— Direction —
Return every one of the items below verbatim, with each line unchanged.

○ ○ ○

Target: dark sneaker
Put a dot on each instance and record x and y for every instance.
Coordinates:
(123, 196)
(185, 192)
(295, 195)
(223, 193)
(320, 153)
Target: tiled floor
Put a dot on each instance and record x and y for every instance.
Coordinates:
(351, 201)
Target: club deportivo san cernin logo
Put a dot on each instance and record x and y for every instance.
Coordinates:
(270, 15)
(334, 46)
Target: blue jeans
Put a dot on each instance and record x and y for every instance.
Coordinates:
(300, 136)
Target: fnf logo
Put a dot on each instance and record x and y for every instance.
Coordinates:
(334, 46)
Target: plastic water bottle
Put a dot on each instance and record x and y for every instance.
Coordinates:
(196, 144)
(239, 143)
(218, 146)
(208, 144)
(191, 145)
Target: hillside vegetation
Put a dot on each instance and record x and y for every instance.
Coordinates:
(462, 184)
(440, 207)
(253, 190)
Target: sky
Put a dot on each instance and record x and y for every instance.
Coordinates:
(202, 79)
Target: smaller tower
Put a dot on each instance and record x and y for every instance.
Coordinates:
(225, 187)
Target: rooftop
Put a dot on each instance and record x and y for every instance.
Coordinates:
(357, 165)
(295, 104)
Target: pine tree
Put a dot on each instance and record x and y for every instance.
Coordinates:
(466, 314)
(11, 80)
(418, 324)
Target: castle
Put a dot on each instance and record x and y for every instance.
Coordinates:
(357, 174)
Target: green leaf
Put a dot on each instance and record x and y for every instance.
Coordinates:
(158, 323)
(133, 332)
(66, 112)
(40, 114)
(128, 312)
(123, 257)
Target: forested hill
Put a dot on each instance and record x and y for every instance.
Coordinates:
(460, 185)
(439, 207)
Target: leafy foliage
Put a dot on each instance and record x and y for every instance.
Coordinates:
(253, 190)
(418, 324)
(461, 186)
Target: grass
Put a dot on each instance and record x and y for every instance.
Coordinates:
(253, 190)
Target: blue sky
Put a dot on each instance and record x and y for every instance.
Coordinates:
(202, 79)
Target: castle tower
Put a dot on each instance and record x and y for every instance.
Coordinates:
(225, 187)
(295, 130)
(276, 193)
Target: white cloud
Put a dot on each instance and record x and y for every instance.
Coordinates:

○ ○ ○

— Exercise response —
Target: dark sneaker
Put a dot on each instance and record x and y for every instance.
Coordinates:
(123, 196)
(185, 192)
(295, 195)
(223, 193)
(320, 153)
Target: tiled floor
Put a dot on each instance and record x and y for every instance.
Coordinates:
(351, 201)
Target: club deportivo san cernin logo
Put a dot on each instance and record x and y for every instance.
Coordinates:
(270, 15)
(334, 46)
Target: blue jeans
Put a dot on each instance and record x and y for every instance.
Coordinates:
(300, 136)
Target: fnf logo
Put a dot on each instance and record x and y for every instance.
Coordinates:
(334, 46)
Target: plastic water bottle
Put a dot on each instance and record x and y for every instance.
Coordinates:
(196, 144)
(239, 143)
(218, 146)
(208, 144)
(191, 145)
Target: hillside vegetation
Put a dot on each instance and record x and y for every instance.
Coordinates:
(462, 184)
(440, 207)
(253, 190)
Target: sky
Put a dot on each instance and record x and y for every instance.
Coordinates:
(202, 79)
Target: smaller tower
Put a dot on each instance and record x and y for every instance.
Coordinates:
(225, 187)
Target: rooftop
Put a dot on each instance and record x and y for every instance.
Coordinates:
(357, 165)
(295, 104)
Target: pine tree
Put a dot on each instance and record x and y for every instance.
Coordinates:
(466, 314)
(11, 80)
(418, 324)
Target: castle
Put a dot on each instance and record x and y for every instance.
Coordinates:
(357, 174)
Target: green leaf
Put a dot on each instance and record x and y for every instance.
Coordinates:
(158, 323)
(133, 332)
(66, 112)
(40, 114)
(128, 312)
(123, 257)
Target: forested hill
Put a dot on each instance and record x and y for every instance.
Coordinates:
(460, 185)
(439, 207)
Target: leafy foliage
Put a dot on each instance and record x and y for every instance.
Coordinates:
(253, 190)
(418, 324)
(461, 186)
Target: grass
Put a dot on each instance and record x and y for every instance.
Coordinates:
(253, 190)
Target: blue sky
Put a dot on each instance and record x and y for every instance.
Coordinates:
(202, 79)
Target: castle tower
Put a dot on each instance and record x and y for every instance.
Coordinates:
(225, 187)
(295, 130)
(276, 193)
Target: white cloud
Put a dot on each instance and record x and y for every instance.
Coordinates:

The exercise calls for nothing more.